YOUR GOAL: Look below for the line containing "of the glove". Output it and each remaining line of the entries exactly, and nothing else.

RECORDS SHOWN:

start

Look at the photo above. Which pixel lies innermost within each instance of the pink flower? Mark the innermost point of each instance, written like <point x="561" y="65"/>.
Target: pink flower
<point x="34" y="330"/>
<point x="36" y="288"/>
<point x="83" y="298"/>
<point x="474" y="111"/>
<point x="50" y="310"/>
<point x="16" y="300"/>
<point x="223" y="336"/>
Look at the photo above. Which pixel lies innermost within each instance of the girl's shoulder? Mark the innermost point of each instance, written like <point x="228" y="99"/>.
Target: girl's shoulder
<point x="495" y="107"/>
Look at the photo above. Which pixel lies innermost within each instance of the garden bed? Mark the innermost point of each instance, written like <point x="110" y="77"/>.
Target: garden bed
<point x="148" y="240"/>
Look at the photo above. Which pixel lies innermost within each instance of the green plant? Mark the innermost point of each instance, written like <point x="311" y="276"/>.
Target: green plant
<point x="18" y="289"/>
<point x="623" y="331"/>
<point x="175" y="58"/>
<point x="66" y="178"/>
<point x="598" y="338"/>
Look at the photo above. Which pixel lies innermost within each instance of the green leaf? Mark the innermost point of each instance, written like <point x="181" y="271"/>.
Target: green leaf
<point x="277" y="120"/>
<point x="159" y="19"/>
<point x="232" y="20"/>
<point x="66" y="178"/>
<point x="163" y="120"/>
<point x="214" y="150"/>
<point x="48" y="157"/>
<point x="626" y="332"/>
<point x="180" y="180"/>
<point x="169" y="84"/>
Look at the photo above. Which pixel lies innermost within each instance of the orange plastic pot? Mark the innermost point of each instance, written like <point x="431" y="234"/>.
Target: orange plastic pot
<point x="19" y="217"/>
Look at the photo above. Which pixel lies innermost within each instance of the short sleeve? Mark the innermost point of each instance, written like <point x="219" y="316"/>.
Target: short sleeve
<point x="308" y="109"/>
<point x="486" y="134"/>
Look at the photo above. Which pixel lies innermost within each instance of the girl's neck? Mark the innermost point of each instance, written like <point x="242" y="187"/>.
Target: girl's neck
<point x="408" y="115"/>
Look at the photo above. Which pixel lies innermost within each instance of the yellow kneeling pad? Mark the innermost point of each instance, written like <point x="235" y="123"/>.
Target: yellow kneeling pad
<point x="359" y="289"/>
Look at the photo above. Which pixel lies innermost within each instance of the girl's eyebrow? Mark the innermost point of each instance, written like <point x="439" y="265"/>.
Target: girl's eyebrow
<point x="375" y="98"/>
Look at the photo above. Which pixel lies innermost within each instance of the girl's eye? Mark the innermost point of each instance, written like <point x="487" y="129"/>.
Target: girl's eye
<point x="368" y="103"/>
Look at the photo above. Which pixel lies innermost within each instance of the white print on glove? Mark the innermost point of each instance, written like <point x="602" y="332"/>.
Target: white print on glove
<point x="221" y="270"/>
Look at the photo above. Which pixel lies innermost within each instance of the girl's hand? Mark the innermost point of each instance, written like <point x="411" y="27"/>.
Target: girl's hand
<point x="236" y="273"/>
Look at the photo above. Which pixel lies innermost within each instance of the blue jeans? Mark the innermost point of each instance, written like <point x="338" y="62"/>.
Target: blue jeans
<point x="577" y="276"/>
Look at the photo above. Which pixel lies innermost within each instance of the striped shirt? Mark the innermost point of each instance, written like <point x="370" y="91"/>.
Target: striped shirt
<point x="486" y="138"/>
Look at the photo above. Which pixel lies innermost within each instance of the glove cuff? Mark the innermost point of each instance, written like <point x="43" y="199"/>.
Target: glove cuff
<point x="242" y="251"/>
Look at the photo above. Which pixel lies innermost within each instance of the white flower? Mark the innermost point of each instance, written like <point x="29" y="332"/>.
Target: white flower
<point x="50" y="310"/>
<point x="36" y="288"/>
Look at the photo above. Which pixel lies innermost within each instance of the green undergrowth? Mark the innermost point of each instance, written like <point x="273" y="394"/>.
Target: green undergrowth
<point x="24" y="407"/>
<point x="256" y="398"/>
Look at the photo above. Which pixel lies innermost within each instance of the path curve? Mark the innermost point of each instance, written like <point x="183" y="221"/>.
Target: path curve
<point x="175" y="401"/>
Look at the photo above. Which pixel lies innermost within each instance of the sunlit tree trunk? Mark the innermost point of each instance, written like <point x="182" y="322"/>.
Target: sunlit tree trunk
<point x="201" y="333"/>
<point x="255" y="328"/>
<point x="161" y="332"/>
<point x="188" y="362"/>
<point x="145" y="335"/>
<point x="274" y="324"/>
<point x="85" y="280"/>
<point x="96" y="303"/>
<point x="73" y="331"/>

end

SOLUTION:
Look at the photo above. Which pixel lies innermost within each instance of the glove cuff? Mark the innermost point of each instance, written like <point x="43" y="199"/>.
Target: glove cuff
<point x="242" y="251"/>
Look at the photo above. Which pixel lies innermost within each instance of the white flower? Mark the innermost point of each instance, written like <point x="29" y="332"/>.
Target: white flower
<point x="50" y="310"/>
<point x="36" y="288"/>
Look at the photo above. Which pixel lies innermost within each instance of the green undergrowth? Mark the innermost point of each instance, written like <point x="273" y="394"/>.
Target: green undergrowth
<point x="24" y="407"/>
<point x="256" y="398"/>
Look at the photo above. Which pixel lies innermost within each instance of the path curve? Mark the innermost point of each instance, written like <point x="183" y="221"/>.
Target: path curve
<point x="175" y="401"/>
Look at the photo above. Which pixel lies innermost within each instance of the sunlit tree trunk? Mark the innermost point of each instance, written like <point x="182" y="322"/>.
Target: sunlit tree trunk
<point x="201" y="333"/>
<point x="255" y="328"/>
<point x="161" y="332"/>
<point x="188" y="362"/>
<point x="145" y="335"/>
<point x="274" y="324"/>
<point x="85" y="280"/>
<point x="96" y="303"/>
<point x="73" y="331"/>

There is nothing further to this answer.